▸ OBJECTIVE: Copy the material below line for line, with no changes. Omit the pictures from your copy.

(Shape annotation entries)
((

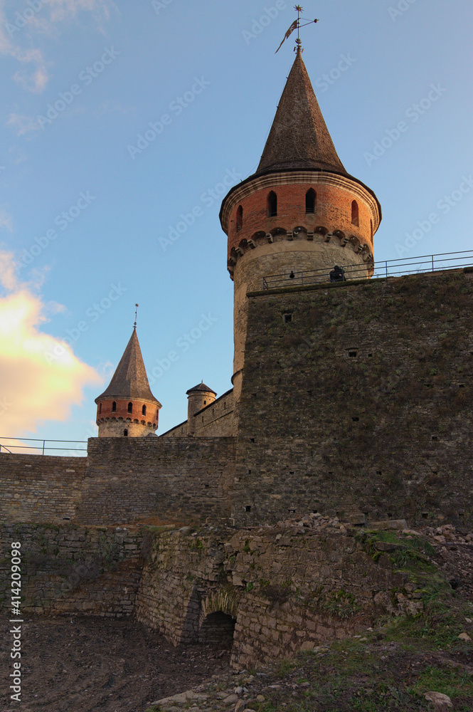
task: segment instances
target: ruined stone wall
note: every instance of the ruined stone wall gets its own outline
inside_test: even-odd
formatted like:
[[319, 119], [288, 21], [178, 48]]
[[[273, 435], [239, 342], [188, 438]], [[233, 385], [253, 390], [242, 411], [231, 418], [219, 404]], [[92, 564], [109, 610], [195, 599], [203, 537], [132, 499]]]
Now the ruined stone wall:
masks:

))

▸ EXPECTED ANSWER:
task: segment instances
target: ruined stone wall
note: every instance of the ruined stone wall gets its own outline
inside_test: even-odd
formatted like:
[[319, 119], [288, 21], [178, 48]]
[[[273, 435], [239, 342], [188, 438]], [[233, 385], [253, 390], [242, 411], [231, 418], [219, 404]], [[92, 564], [109, 610], [195, 599], [203, 537], [132, 499]]]
Now the ruined stone wall:
masks:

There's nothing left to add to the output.